- Given exercise
Can you rewrite the rows below, changing every "Locations" to "Coordinates" and leaving everything else unchanged?

"""

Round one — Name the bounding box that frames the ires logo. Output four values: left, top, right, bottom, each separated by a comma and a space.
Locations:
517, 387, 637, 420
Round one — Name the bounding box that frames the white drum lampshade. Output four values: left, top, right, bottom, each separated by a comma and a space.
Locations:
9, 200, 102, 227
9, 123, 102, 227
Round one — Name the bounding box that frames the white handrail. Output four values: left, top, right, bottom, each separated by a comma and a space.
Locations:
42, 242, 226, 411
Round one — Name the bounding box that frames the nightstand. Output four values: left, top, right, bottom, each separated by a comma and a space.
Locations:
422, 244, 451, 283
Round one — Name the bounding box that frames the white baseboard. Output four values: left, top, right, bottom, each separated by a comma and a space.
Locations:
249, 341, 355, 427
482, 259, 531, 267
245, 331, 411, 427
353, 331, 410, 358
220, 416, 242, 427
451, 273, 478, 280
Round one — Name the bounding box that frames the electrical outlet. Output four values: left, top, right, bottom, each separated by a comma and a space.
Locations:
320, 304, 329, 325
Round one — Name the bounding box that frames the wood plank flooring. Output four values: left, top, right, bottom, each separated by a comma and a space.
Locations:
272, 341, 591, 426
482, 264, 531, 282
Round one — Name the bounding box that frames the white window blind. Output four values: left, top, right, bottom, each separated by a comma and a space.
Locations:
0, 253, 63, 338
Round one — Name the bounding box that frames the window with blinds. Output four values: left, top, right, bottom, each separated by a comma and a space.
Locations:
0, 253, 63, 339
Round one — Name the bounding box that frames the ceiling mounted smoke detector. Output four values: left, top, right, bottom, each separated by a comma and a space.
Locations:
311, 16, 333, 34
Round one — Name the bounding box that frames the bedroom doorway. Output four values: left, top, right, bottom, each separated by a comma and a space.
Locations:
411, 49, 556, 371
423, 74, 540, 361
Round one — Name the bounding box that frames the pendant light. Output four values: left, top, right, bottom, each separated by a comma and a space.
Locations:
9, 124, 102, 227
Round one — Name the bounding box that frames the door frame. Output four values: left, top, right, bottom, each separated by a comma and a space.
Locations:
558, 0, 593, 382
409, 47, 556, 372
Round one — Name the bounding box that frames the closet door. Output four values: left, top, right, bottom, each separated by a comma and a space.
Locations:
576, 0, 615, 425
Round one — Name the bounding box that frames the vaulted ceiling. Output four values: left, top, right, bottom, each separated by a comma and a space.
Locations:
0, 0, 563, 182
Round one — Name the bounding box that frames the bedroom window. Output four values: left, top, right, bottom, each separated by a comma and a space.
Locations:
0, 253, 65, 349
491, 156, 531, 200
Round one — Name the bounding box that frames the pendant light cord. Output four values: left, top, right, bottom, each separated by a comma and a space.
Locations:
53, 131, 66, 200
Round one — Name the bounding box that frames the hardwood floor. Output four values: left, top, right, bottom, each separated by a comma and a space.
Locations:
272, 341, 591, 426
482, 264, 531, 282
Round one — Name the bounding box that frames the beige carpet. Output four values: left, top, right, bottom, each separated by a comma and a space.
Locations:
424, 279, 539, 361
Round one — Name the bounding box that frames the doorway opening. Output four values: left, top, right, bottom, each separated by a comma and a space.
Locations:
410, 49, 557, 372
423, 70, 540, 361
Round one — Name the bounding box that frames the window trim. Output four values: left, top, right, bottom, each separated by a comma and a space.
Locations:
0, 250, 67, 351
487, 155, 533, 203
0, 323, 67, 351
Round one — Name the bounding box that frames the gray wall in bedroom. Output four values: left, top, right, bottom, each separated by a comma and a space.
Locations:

"""

- Final answer
Round one — Name the bounding box that frames the ires logo. Output four values: left, top, right, bottom, each separated by a comma and a space.
Coordinates:
517, 387, 637, 420
Round one — Name the bounding box that frames the white drum lampshade. Output four values: left, top, right, bottom, each separated by a comma and a space.
Coordinates:
9, 200, 102, 227
9, 123, 102, 227
Round one — Name the bounding box that frames the white handrail. Output four values: left, top, right, bottom, each separated by a comma and a space.
Coordinates:
42, 242, 226, 411
Round one — Name the bounding box that frames the nightstand. Output four values: left, top, right, bottom, each separated by a comma and a space.
Coordinates:
422, 244, 451, 283
Round one — Name the bounding box that frames the white baseboard. Output four values: left, top, right, bottom, each separated by a comma and a space.
Coordinates:
249, 341, 355, 427
482, 259, 531, 267
245, 331, 411, 427
353, 331, 410, 358
220, 416, 242, 427
451, 273, 478, 280
Round one — Name the bounding box that frames the electrical outlet. Output four values: left, top, right, bottom, each separated by a comma and a space.
Coordinates:
320, 304, 329, 325
Round one — Name the bounding box that frames the wood plank flooring. Output four values: left, top, right, bottom, each separated by a comma and a space.
Coordinates:
272, 341, 591, 426
482, 264, 531, 282
Round one — Name the bounding box that frames the white window blind. Output four values: left, top, right, bottom, each separated by a comma and a space.
Coordinates:
0, 253, 63, 338
Round one — Name the bounding box that frames the window with blinds. Output four values: left, top, right, bottom, each separated by a comma and a space.
Coordinates:
0, 253, 63, 339
Round one — Name the bounding box that frames the ceiling mounted smoke detector. Output four values: left, top, right, bottom, each separated by a comma and a space.
Coordinates:
311, 16, 333, 34
Round one — Name the bounding box that frames the bedroom doorway. Output four values: left, top, right, bottom, each separated by a comma and a space.
Coordinates:
411, 49, 556, 371
423, 74, 540, 361
Round one — Name the bounding box that frames the pendant light. Output four values: left, top, right, bottom, each separated by a comma and a space.
Coordinates:
9, 124, 102, 227
Round one — Name the bounding box that frames the door frame. Output four values: left, top, right, bottom, each separated by a comma and a space.
Coordinates:
558, 0, 593, 382
409, 47, 556, 372
Round one — Name the bounding box that frames the closet door. Output four values: left, top, right, bottom, each separated by a comma and a space.
Coordinates:
576, 0, 615, 425
Round one — Name the bounding box that frames the vaulted ceiling. Output four values: left, top, right, bottom, each separated by a comma and a space.
Coordinates:
0, 0, 563, 182
Round one — Name the bounding box that frames the bedroom window. Output four values: left, top, right, bottom, each separated by a comma and a space.
Coordinates:
0, 253, 65, 349
491, 156, 531, 200
Round one — Name the bounding box that frames the pendant light cord. Output four values: left, top, right, bottom, each separated by a comma and a space.
Coordinates:
53, 131, 66, 200
Round one — Name the bounding box that frames the hardwood floor. Output four values: left, top, right, bottom, each separated by a comma and a space.
Coordinates:
272, 341, 591, 426
482, 264, 531, 282
Round one — Name the bounding box that frames the beige carpet. Output four values: left, top, right, bottom, each separated by a comma and a space.
Coordinates:
424, 279, 539, 361
Round one — Name the bounding box that frames the doorway opening. Output four values: left, top, right, bottom, each separated by a comma and a space.
Coordinates:
410, 49, 557, 372
423, 70, 540, 361
Round one — Name the bounding box that frames the window trim. Output four values: left, top, right, bottom, each separated by a comma and a space.
Coordinates:
0, 250, 67, 351
487, 155, 533, 203
0, 323, 67, 351
Round one — Name the bounding box that frames the gray wall in bedroom. Output four values: left, top, right, bottom, each separated by a comma and a space.
Coordinates:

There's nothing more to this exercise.